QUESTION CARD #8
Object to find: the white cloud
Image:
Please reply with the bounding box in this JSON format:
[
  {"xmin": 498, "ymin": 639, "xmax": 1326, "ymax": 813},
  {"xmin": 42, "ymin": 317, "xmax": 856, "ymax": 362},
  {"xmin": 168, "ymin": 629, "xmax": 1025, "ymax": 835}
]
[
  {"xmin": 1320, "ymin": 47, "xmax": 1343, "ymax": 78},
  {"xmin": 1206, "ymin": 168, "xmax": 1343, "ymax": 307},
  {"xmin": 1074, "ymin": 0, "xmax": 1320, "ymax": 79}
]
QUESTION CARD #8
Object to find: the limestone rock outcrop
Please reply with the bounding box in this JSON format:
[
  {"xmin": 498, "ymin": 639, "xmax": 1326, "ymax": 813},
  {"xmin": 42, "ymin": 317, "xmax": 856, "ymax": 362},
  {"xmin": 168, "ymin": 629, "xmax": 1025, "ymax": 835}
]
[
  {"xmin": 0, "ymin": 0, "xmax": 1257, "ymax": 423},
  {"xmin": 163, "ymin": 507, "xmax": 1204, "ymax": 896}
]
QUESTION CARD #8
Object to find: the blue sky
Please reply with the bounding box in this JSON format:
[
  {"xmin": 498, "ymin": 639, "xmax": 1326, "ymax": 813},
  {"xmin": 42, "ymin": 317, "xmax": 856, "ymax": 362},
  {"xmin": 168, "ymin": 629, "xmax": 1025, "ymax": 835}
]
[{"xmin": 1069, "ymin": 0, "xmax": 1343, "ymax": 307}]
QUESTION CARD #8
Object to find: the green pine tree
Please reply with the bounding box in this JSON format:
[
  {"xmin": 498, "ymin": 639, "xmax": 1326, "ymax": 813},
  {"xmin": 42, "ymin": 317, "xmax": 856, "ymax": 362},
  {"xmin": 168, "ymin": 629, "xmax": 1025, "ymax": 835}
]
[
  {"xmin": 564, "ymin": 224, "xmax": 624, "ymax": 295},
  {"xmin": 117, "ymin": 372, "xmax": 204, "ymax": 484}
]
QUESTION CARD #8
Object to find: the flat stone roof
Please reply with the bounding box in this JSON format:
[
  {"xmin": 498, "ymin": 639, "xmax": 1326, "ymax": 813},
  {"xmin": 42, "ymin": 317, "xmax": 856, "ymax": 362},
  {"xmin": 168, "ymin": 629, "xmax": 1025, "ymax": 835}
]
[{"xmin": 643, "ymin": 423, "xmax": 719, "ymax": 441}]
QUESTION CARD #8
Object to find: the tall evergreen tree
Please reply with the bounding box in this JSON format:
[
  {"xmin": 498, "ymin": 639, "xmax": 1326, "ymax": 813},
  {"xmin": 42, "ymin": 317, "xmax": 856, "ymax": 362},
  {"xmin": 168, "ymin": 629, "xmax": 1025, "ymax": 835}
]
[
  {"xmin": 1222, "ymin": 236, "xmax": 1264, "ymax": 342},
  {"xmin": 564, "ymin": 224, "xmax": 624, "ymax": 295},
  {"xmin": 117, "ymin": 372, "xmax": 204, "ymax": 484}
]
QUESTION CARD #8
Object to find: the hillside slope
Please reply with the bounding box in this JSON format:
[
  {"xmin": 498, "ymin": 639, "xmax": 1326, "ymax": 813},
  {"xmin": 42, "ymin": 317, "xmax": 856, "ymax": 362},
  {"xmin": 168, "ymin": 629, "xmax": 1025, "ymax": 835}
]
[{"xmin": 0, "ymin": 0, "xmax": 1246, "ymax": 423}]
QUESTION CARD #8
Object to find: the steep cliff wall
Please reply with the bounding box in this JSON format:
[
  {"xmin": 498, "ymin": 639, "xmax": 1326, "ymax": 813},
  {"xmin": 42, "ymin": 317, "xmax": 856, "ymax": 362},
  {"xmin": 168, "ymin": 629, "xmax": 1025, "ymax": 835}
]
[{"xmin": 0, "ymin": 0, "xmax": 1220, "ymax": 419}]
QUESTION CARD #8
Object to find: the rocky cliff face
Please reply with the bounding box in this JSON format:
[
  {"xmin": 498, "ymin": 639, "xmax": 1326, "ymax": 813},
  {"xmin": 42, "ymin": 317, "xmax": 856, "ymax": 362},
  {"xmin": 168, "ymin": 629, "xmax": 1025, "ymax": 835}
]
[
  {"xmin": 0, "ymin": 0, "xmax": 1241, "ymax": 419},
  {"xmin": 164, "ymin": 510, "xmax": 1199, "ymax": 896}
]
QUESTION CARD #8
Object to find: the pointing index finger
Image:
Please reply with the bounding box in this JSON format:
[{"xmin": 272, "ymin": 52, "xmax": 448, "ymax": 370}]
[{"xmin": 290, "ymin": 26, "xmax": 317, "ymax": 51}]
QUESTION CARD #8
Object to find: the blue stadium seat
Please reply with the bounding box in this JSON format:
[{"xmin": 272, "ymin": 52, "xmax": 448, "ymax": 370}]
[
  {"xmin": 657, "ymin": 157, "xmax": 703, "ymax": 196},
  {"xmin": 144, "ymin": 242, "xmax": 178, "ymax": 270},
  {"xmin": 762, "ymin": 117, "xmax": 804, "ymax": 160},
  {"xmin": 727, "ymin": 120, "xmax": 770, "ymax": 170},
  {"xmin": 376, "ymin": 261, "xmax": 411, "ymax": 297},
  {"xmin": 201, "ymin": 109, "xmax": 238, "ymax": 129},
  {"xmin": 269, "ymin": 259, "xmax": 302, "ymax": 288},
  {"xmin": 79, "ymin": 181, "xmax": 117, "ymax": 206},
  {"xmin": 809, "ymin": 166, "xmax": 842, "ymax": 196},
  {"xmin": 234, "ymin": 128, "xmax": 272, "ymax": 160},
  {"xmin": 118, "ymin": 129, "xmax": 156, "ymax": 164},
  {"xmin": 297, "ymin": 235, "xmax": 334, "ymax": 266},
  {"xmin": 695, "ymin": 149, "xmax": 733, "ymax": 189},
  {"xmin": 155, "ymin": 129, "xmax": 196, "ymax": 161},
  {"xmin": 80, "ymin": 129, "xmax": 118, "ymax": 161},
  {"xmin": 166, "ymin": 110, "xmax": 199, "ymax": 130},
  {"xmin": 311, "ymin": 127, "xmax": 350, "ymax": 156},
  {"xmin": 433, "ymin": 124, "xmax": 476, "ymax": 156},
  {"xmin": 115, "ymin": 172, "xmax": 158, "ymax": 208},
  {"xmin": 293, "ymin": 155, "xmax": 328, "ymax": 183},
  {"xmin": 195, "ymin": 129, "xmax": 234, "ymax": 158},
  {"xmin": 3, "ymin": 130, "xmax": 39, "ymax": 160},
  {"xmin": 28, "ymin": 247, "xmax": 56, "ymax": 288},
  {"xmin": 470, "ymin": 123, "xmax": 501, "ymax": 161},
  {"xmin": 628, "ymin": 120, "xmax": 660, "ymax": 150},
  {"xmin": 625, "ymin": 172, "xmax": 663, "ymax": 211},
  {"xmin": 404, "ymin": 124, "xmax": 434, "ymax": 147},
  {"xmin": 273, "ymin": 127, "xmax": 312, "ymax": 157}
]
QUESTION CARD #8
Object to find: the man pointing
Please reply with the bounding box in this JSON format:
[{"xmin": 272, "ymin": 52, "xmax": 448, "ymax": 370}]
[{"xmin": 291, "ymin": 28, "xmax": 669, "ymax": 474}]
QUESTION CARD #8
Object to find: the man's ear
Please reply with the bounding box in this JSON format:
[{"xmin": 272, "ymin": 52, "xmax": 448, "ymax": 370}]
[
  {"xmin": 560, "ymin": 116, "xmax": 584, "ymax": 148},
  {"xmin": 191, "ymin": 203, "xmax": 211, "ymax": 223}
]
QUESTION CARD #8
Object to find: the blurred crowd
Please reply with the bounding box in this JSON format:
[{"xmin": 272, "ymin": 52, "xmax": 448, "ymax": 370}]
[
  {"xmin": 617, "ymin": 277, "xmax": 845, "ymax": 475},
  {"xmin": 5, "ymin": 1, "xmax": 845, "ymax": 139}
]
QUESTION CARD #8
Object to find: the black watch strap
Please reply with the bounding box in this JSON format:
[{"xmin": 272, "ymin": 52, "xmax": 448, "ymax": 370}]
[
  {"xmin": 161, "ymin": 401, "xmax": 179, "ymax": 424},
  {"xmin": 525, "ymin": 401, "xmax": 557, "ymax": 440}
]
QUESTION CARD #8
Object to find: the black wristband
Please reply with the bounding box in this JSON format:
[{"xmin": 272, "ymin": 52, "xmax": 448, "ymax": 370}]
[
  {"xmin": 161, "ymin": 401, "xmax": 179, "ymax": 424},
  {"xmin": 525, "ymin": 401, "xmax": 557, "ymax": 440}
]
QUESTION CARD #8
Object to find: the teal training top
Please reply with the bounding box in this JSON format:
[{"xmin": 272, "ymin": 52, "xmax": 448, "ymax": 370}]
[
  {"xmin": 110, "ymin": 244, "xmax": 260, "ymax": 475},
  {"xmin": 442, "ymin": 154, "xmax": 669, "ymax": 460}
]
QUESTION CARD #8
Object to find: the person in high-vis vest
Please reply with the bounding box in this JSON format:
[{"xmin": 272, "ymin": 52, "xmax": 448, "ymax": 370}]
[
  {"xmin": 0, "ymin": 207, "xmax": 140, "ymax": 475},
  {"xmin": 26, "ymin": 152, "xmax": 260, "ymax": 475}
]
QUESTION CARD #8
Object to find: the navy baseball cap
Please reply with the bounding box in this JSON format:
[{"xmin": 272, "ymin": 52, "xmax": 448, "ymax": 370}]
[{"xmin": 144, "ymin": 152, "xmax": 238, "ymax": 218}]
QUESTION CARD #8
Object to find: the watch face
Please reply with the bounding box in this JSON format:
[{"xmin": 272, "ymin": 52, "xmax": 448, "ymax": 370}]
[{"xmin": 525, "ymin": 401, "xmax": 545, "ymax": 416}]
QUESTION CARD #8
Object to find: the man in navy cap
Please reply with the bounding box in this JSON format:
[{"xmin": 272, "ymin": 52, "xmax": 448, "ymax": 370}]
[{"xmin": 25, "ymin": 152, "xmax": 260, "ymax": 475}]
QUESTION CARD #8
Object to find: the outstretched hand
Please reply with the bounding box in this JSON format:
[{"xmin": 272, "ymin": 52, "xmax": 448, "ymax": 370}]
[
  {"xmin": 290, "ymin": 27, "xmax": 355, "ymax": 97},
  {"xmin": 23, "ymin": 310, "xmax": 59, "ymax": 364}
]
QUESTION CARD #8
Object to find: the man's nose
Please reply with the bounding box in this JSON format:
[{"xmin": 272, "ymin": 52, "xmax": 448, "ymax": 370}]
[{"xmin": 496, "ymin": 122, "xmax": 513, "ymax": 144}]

TASK STATEMENT:
How many of the lines above contain the string "pointing"? Letter case counts, and the answer should be the number alone.

SOLUTION:
2